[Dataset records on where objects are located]
____
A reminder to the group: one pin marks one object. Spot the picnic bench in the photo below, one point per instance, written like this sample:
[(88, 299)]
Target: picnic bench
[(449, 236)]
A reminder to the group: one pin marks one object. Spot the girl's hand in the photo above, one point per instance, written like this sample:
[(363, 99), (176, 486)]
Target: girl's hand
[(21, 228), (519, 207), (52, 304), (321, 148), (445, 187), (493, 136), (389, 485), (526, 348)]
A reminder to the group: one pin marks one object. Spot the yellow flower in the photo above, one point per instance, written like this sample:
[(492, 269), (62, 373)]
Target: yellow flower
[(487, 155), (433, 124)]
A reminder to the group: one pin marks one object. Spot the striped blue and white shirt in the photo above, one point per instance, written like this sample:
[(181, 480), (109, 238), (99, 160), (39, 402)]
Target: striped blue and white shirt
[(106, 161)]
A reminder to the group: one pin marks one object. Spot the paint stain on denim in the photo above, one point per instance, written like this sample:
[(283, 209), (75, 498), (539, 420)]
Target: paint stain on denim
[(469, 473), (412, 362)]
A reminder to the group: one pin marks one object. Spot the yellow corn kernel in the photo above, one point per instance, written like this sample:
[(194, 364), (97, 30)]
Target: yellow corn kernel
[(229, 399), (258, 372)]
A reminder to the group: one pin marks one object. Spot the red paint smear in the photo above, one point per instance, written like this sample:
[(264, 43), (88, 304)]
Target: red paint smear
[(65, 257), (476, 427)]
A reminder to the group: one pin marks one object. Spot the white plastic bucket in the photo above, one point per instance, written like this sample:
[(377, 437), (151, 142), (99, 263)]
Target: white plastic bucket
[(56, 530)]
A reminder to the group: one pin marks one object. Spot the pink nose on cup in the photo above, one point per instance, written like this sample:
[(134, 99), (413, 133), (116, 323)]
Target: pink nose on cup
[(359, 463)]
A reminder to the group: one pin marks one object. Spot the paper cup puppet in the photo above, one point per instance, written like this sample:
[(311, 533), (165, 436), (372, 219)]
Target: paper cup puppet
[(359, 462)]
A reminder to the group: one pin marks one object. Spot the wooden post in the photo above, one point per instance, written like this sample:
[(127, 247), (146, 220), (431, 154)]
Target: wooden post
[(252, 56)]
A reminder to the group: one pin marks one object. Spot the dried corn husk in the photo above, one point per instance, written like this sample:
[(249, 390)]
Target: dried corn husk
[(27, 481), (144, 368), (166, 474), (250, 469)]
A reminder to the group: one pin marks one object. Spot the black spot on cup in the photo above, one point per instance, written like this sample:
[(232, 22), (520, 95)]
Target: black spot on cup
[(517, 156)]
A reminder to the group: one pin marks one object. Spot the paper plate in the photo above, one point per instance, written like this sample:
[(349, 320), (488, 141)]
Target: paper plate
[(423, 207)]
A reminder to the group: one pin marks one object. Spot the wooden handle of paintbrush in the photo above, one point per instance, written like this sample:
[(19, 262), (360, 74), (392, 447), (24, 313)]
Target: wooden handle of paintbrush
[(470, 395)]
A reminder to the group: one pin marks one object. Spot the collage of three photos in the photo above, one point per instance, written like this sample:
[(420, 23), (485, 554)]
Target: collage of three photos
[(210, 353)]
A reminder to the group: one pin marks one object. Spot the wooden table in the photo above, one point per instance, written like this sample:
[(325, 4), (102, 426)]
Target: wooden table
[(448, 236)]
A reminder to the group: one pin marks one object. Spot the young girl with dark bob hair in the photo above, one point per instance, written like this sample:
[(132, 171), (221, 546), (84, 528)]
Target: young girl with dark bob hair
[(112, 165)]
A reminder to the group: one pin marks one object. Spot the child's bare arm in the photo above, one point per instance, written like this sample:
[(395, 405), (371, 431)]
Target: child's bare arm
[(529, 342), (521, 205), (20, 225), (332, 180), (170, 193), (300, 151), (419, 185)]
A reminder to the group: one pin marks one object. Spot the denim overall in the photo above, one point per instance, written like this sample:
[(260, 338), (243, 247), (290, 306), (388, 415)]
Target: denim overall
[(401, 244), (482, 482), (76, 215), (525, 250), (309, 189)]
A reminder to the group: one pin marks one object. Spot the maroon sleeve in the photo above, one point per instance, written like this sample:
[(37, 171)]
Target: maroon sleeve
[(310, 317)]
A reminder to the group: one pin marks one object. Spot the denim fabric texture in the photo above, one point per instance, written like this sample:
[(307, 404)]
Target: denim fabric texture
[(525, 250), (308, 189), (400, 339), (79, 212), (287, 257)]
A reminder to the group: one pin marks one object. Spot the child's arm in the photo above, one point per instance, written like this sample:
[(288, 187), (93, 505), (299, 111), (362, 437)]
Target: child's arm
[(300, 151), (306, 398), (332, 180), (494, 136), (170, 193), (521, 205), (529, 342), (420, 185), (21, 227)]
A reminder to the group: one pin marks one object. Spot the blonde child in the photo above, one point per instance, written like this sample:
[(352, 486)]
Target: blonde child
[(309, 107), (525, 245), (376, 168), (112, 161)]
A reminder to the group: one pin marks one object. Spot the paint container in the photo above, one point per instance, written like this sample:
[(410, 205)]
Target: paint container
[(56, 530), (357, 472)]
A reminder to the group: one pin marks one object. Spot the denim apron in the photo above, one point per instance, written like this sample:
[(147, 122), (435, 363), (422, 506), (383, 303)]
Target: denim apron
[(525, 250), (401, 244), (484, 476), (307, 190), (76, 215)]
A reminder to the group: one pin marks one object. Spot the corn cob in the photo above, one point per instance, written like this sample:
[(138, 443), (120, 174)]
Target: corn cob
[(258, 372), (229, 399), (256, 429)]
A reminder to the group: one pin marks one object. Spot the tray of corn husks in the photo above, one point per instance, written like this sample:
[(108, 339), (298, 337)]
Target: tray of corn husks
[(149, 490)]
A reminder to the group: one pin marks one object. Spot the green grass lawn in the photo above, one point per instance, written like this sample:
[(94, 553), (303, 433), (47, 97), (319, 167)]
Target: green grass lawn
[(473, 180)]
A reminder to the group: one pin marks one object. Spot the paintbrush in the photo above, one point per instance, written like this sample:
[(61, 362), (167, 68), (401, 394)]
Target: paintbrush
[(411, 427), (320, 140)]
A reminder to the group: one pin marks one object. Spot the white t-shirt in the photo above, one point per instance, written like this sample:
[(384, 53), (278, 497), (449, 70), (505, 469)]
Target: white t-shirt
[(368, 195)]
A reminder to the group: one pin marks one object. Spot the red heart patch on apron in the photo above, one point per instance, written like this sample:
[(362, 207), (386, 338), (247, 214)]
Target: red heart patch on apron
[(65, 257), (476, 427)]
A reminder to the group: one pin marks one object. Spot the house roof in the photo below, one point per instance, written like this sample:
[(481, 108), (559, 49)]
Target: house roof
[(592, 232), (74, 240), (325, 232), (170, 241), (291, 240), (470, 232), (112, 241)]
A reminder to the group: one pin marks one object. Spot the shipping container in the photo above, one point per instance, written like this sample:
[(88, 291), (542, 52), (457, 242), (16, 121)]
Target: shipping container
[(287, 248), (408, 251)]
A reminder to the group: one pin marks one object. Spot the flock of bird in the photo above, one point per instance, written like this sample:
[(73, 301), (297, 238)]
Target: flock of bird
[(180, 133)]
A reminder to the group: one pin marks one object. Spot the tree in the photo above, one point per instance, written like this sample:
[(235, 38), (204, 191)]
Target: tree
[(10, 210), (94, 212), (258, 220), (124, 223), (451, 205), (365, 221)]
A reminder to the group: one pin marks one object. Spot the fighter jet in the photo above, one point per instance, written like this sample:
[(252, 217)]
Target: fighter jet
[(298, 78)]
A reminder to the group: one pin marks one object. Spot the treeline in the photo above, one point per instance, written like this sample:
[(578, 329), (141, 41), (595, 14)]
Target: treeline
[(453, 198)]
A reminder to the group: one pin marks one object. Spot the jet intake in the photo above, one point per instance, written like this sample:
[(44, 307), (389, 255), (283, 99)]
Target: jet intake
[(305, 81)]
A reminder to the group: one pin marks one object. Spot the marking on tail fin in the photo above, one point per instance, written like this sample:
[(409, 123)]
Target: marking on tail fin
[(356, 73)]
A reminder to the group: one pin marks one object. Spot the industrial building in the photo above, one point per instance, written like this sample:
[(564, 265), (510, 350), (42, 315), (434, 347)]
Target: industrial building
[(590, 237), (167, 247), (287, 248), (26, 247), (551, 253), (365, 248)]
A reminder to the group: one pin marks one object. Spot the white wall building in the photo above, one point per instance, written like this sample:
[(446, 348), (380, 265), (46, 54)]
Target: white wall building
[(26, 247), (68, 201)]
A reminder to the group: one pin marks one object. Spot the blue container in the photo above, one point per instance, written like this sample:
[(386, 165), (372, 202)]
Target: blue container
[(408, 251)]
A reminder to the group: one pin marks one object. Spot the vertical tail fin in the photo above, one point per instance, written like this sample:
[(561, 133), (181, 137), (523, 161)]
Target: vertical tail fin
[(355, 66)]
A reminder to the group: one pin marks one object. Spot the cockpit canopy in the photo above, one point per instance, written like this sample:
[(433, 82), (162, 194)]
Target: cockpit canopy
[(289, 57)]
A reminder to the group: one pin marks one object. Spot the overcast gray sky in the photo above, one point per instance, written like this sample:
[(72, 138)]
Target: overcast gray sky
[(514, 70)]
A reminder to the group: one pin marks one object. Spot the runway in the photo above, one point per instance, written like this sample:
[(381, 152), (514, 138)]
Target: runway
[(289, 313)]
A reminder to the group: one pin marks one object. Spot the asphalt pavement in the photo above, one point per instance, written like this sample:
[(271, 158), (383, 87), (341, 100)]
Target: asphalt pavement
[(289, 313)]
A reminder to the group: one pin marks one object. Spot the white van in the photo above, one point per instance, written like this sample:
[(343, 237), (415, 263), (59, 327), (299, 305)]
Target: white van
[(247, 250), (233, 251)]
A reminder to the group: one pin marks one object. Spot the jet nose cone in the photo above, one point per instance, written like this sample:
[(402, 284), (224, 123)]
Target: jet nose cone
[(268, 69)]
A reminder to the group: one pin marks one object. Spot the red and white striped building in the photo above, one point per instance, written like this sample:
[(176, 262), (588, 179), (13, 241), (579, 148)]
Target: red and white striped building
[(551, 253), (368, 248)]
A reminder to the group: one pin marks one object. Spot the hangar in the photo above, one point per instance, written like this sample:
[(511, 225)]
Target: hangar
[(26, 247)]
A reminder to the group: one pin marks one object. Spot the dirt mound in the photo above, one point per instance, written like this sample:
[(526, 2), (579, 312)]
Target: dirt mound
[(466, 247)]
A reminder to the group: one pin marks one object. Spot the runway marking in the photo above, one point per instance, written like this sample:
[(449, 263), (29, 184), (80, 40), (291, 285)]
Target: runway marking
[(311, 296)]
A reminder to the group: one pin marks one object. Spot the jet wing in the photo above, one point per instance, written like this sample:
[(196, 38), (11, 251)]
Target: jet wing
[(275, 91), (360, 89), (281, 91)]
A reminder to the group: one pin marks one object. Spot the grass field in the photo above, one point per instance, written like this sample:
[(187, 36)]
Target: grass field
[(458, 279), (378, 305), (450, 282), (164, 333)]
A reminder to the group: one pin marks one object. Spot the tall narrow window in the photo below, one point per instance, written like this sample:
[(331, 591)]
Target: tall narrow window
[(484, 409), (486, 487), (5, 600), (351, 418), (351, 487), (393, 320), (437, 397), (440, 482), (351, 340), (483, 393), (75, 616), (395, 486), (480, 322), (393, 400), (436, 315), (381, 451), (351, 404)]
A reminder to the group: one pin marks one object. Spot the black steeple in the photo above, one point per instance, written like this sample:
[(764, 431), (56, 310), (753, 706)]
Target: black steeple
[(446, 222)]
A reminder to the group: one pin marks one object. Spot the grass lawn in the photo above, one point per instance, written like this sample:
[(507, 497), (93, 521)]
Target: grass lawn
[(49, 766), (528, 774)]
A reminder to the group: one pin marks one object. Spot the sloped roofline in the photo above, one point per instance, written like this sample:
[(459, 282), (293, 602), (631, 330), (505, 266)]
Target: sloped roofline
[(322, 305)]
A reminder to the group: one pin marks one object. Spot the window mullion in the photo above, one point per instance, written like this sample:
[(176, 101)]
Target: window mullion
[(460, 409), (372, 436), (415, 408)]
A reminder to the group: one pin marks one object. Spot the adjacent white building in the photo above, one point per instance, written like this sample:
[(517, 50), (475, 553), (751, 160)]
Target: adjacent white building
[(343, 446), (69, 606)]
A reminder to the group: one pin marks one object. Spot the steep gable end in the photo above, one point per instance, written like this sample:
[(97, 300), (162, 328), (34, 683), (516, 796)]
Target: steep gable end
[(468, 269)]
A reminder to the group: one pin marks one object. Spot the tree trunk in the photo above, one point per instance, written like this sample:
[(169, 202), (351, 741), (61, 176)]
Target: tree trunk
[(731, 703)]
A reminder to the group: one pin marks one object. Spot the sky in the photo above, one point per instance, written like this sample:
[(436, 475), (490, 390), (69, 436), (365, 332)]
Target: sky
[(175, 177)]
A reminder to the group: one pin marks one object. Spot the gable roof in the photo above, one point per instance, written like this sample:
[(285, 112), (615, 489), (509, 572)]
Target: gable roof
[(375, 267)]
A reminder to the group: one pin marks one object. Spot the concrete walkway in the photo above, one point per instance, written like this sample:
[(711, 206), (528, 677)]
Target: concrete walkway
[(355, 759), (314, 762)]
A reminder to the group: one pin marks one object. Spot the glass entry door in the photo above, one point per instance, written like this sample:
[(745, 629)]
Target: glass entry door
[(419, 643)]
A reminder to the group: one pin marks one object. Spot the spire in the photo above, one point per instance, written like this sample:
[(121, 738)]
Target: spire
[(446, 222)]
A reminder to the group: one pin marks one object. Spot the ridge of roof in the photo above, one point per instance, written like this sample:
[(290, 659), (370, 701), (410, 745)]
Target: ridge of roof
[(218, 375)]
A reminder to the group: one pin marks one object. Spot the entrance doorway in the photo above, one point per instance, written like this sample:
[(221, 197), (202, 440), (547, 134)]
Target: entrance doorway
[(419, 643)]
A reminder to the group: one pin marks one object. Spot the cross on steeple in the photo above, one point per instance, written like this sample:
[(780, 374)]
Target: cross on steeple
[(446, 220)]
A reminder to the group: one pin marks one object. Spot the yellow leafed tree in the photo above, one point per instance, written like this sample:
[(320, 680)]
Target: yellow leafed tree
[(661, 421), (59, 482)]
____
WHAT IS EXPECTED — Copy the records word for word, from the very beginning through the line containing "485), (526, 348)]", with both ends included.

FINISHED ANSWER —
A reminder to the group: one pin marks one object. Spot the picnic bench in the photo below, one point per instance, written like this sample:
[(88, 299)]
Target: picnic bench
[(449, 236)]
A reminder to the group: one pin marks one object. Spot the girl's hand in the photo above, one point per instance, written like this sample:
[(363, 99), (176, 486)]
Target: girl's hand
[(21, 228), (519, 207), (52, 304), (321, 148), (445, 187), (493, 136), (389, 485), (526, 348)]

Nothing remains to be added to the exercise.